TASK INSTRUCTIONS |
Rewrite all of the rows below as a Markdown table with two columns, "No." for the line number and "Line" for the line itself, skipping any blank lines.

(Dataset rows)
>>

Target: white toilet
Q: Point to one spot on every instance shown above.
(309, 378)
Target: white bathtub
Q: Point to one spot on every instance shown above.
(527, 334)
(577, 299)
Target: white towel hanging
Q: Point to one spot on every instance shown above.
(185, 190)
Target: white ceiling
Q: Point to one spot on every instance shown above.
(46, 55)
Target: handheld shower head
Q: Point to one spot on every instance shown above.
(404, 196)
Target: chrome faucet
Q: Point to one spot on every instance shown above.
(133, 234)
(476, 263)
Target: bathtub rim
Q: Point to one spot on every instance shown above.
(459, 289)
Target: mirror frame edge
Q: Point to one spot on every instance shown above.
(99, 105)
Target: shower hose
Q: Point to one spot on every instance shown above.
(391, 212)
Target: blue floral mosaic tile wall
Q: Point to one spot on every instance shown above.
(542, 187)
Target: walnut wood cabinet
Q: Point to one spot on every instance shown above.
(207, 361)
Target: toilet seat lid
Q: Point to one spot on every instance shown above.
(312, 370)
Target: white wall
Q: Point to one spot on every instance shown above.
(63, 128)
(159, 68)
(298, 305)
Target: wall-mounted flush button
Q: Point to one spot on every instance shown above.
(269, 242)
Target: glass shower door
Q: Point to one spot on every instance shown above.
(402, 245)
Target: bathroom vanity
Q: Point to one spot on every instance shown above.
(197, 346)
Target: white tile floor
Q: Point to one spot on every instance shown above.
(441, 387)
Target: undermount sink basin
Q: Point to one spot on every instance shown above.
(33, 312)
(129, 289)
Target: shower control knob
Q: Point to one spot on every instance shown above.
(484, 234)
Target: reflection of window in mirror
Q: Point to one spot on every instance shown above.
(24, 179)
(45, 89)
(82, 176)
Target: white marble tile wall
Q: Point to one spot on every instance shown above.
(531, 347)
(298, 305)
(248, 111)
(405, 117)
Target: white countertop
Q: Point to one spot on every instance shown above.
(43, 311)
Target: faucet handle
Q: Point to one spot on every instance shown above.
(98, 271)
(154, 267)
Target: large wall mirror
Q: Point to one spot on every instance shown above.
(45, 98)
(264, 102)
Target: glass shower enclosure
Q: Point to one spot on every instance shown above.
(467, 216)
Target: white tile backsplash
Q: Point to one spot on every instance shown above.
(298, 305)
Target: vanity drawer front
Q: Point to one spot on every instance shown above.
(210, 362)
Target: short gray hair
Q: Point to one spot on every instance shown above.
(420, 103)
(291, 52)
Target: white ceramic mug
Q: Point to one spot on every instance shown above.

<<

TASK OUTPUT |
| No. | Line |
|---|---|
| 1 | Target: white toilet |
| 2 | Q: Point to one spot on every instance shown above. |
| 3 | (309, 378) |
| 4 | Target: white bathtub |
| 5 | Q: Point to one spot on every instance shown above. |
| 6 | (527, 334) |
| 7 | (577, 299) |
| 8 | Target: white towel hanging |
| 9 | Q: Point to one spot on every instance shown above. |
| 10 | (185, 190) |
| 11 | Target: white ceiling |
| 12 | Q: Point to one spot on every instance shown above. |
| 13 | (46, 55) |
| 14 | Target: handheld shower head |
| 15 | Q: Point to one spot on every instance shown above. |
| 16 | (404, 196) |
| 17 | Target: chrome faucet |
| 18 | Q: Point to one spot on every instance shown above. |
| 19 | (133, 234) |
| 20 | (476, 263) |
| 21 | Target: bathtub rim |
| 22 | Q: Point to one spot on every instance shown above. |
| 23 | (459, 289) |
| 24 | Target: mirror frame edge |
| 25 | Q: Point to one spot on every instance shown above. |
| 26 | (99, 105) |
| 27 | Target: shower hose |
| 28 | Q: Point to one spot on every instance shown above. |
| 29 | (391, 212) |
| 30 | Target: blue floral mosaic tile wall |
| 31 | Q: Point to one spot on every instance shown above. |
| 32 | (542, 187) |
| 33 | Target: walnut wood cabinet |
| 34 | Q: Point to one spot on every instance shown above. |
| 35 | (207, 361) |
| 36 | Target: toilet seat lid |
| 37 | Q: Point to one spot on every instance shown above. |
| 38 | (312, 370) |
| 39 | Target: white wall |
| 40 | Q: Point to one spot on every instance shown above. |
| 41 | (63, 128) |
| 42 | (159, 68) |
| 43 | (298, 305) |
| 44 | Target: wall-mounted flush button |
| 45 | Q: Point to one spot on every instance shown above. |
| 46 | (269, 242) |
| 47 | Target: glass shower door |
| 48 | Q: Point to one spot on every instance shown above. |
| 49 | (402, 245) |
| 50 | Target: bathroom vanity |
| 51 | Q: Point to one spot on every instance shown above. |
| 52 | (197, 346) |
| 53 | Target: white tile floor |
| 54 | Q: Point to one spot on every instance shown above. |
| 55 | (441, 387) |
| 56 | Target: undermount sink basin |
| 57 | Q: Point to one spot on every instance shown above. |
| 58 | (33, 312) |
| 59 | (129, 289) |
| 60 | Target: shower control knob |
| 61 | Q: Point to one spot on every instance shown above. |
| 62 | (484, 234) |
| 63 | Target: reflection of window in mirror |
| 64 | Q: Point to one spot on every instance shown above. |
| 65 | (24, 179) |
| 66 | (45, 89) |
| 67 | (82, 176) |
| 68 | Target: white marble tile wall |
| 69 | Q: Point to one spot on every instance shown above. |
| 70 | (531, 347) |
| 71 | (298, 305) |
| 72 | (248, 111) |
| 73 | (405, 117) |
| 74 | Target: white countertop |
| 75 | Q: Point to one spot on every instance shown above. |
| 76 | (43, 311) |
| 77 | Target: faucet handle |
| 78 | Q: Point to one spot on every instance shown above. |
| 79 | (98, 271) |
| 80 | (154, 267) |
| 81 | Target: large wall mirror |
| 82 | Q: Point to one spot on every instance shown above. |
| 83 | (45, 98) |
| 84 | (264, 102) |
| 85 | Target: glass shower enclosure |
| 86 | Q: Point to one spot on every instance shown above. |
| 87 | (467, 216) |
| 88 | Target: white tile backsplash |
| 89 | Q: Point to one spot on every instance shown above. |
| 90 | (298, 305) |
| 91 | Target: vanity drawer front |
| 92 | Q: Point to one spot on every instance shown above. |
| 93 | (210, 362) |
| 94 | Target: short gray hair |
| 95 | Q: Point to one spot on every instance shown above. |
| 96 | (420, 103) |
| 97 | (291, 52) |
| 98 | Target: white ceramic mug |
| 99 | Q: Point to one spot on every instance shown above. |